• _PASSAGE FOR REVIEW_:
************
Neuroscience: Inhibiting lactate dehydrogenase in mouse brains calms overexcited neurons and suppresses seizures

by Michael Torrice
March 23, 2015 | A version of this story appeared in Volume 93, Issue 12

For about one-third of patients with epilepsy, existing drugs do little to relieve symptoms such as chronic seizures. When they do work, these drugs stop neurons from becoming overexcited by targeting ion channels and other receptors on the cells.

Now, researchers in Japan report a novel antiepilepsy target outside neurons. The team demonstrates that inhibiting a metabolic pathway in neuron-helper cells called astrocytes can suppress seizures in mice.

“This is a major discovery that will revolutionize the field,” says Detlev Boison, the director of neurobiology at Legacy Research Institute in Portland, Ore., who was not involved in the study. “This study shows that there are other ways to look at treating epilepsy.”

The new target is the enzyme lactate dehydrogenase (LDH). It plays a role in how brain cells generate energy from glucose. In one part of the process, astrocytes use enzymes, including LDH, to turn glucose into lactate, which they then shuttle to neurons. The nerve cells convert lactate to pyruvate, which enters the citric acid cycle, a major metabolic pathway that produces chemical energy for the cell.
************
• _WORK ORDER 1_:
Summarize the article on lactate dehydrogenase and seizures in exactly two sentences.
• _WORK ORDER 2_:
Write a continuation of the article on lactate dehydrogenase and seizures, starting after its final sentence.

• _PROVIDED MATERIAL_:
************
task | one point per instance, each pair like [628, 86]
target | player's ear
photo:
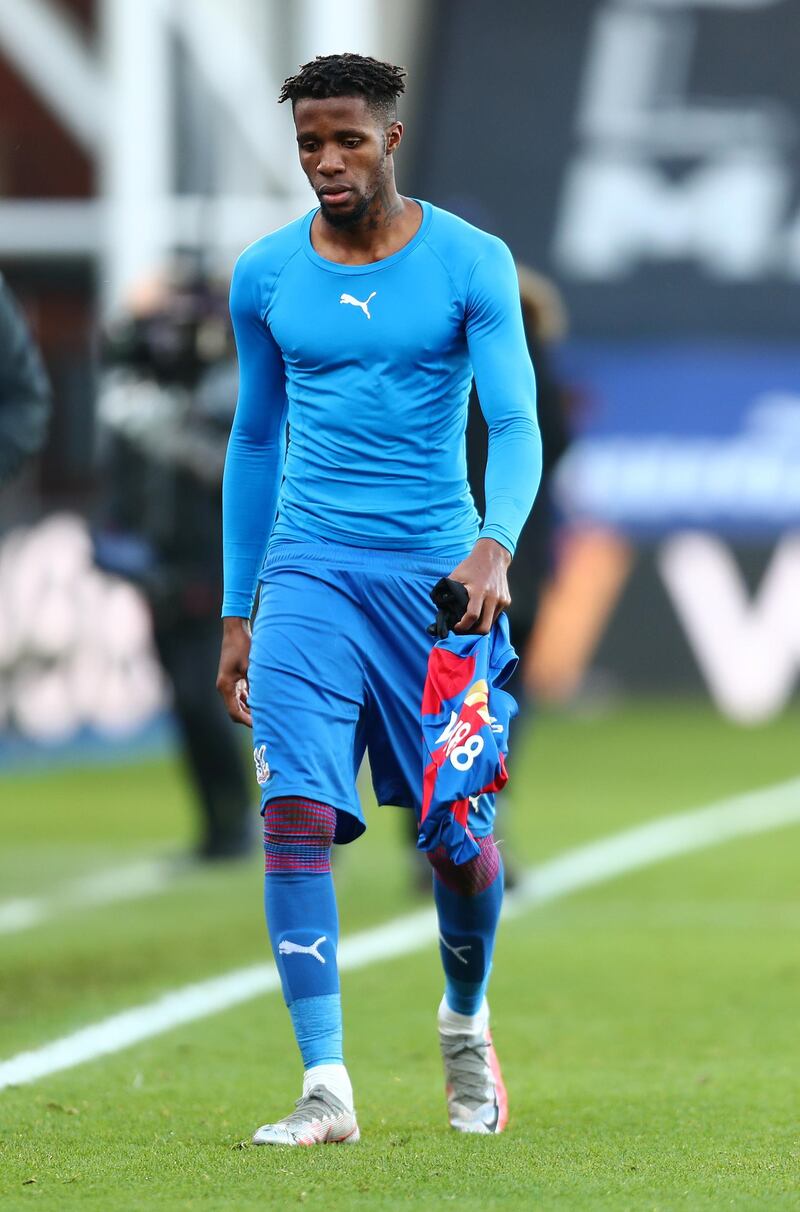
************
• _EXPECTED OUTPUT 1_:
Existing epilepsy drugs, which act on ion channels and other receptors on neurons, do little to relieve symptoms such as chronic seizures for about one-third of patients. Researchers in Japan report a target outside neurons: inhibiting lactate dehydrogenase, an enzyme astrocytes use to turn glucose into lactate for neurons, can suppress seizures in mice.

• _EXPECTED OUTPUT 2_:
Tsuyoshi Inoue of Okayama University and colleagues focused on inhibiting LDH because some epileptic patients find relief from seizures when they switch to a low-carbohydrate, high-fat diet that makes brain cells skip the LDH-driven astrocyte process. This ketogenic diet forces the brain to switch from burning glucose to burning fat metabolites called ketone bodies, which get pushed directly into the citric acid cycle.

The researchers found that blocking LDH directly mimics the ketogenic diet’s effects (Science 2015, DOI: 10.1126/science.aaa1299). When they injected an LDH inhibitor into the hippocampus of mice with epilepsy-like symptoms, they observed fewer high-voltage spikes, a cellular sign of seizures, than seen in mice receiving a saline injection.

The Okayama team also found that an antiepileptic drug used in Europe called stiripentol inhibits LDH, although that was not part of the molecule’s design. The researchers tested an analog of the compound, isosafrole, and found it was a better LDH inhibitor and suppressed high-voltage spikes to a greater degree compared with stiripentol.

The scientists think compounds such as isosafrole could lead to new treatments for drug-resistant epilepsy.